Arrange the lines of the listing below, from the line with "Return the mask of every instance of the locomotive" to the line with "82 41 L 71 41", as a Markdown table with the columns No. and Text. Number each row and skip any blank lines.

+++

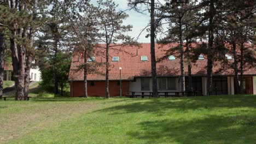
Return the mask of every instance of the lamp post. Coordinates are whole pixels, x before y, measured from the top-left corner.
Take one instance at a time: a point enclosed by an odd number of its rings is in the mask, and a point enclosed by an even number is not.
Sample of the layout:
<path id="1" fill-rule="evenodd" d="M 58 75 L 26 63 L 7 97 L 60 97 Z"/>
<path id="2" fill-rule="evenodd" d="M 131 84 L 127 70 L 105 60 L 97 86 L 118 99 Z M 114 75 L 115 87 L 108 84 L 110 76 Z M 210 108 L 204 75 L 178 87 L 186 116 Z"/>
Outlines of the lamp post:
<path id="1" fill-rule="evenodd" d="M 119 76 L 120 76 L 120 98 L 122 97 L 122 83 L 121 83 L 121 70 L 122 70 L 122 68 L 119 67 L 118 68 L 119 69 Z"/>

+++

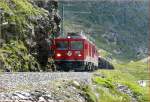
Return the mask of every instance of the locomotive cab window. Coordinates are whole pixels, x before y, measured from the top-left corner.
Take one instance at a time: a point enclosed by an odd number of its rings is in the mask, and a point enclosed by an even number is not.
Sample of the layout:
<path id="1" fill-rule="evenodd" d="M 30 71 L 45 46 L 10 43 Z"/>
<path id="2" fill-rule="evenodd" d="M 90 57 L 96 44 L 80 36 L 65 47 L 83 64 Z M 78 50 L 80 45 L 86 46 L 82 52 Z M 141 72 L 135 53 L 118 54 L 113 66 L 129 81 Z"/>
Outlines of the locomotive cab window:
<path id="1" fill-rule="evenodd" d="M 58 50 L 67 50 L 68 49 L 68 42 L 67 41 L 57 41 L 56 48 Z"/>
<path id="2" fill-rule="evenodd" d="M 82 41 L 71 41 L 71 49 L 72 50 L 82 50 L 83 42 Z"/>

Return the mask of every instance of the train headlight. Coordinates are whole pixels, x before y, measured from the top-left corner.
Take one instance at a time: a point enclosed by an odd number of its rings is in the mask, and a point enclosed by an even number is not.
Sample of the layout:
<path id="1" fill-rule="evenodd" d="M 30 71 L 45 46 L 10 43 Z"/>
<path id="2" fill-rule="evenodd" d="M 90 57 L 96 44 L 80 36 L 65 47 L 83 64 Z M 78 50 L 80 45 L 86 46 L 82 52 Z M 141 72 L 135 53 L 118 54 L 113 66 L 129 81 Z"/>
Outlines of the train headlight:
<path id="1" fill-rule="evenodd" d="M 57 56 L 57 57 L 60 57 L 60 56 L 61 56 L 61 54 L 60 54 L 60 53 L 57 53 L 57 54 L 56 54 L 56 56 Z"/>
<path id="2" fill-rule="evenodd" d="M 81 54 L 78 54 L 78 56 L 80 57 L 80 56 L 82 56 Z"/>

+++

== Written solution ==
| No. | Text |
|---|---|
| 1 | Return the mask of every instance of the locomotive cab window. Coordinates are whole pixels, x before y, measured from the top-left corner. |
| 2 | Take one instance at a time: a point enclosed by an odd number of its rings is in the mask, and a point enclosed by an even number is not. |
| 3 | Sample of the layout: |
| 4 | <path id="1" fill-rule="evenodd" d="M 30 71 L 45 46 L 10 43 Z"/> |
| 5 | <path id="2" fill-rule="evenodd" d="M 90 57 L 96 44 L 80 36 L 65 47 L 83 64 Z M 78 50 L 80 45 L 86 46 L 82 52 Z M 141 72 L 135 53 L 118 54 L 113 66 L 129 81 Z"/> |
| 6 | Outlines of the locomotive cab window: |
| 7 | <path id="1" fill-rule="evenodd" d="M 58 50 L 67 50 L 68 49 L 68 42 L 67 41 L 57 41 L 56 48 Z"/> |
| 8 | <path id="2" fill-rule="evenodd" d="M 82 41 L 71 41 L 71 49 L 72 50 L 82 50 L 83 42 Z"/> |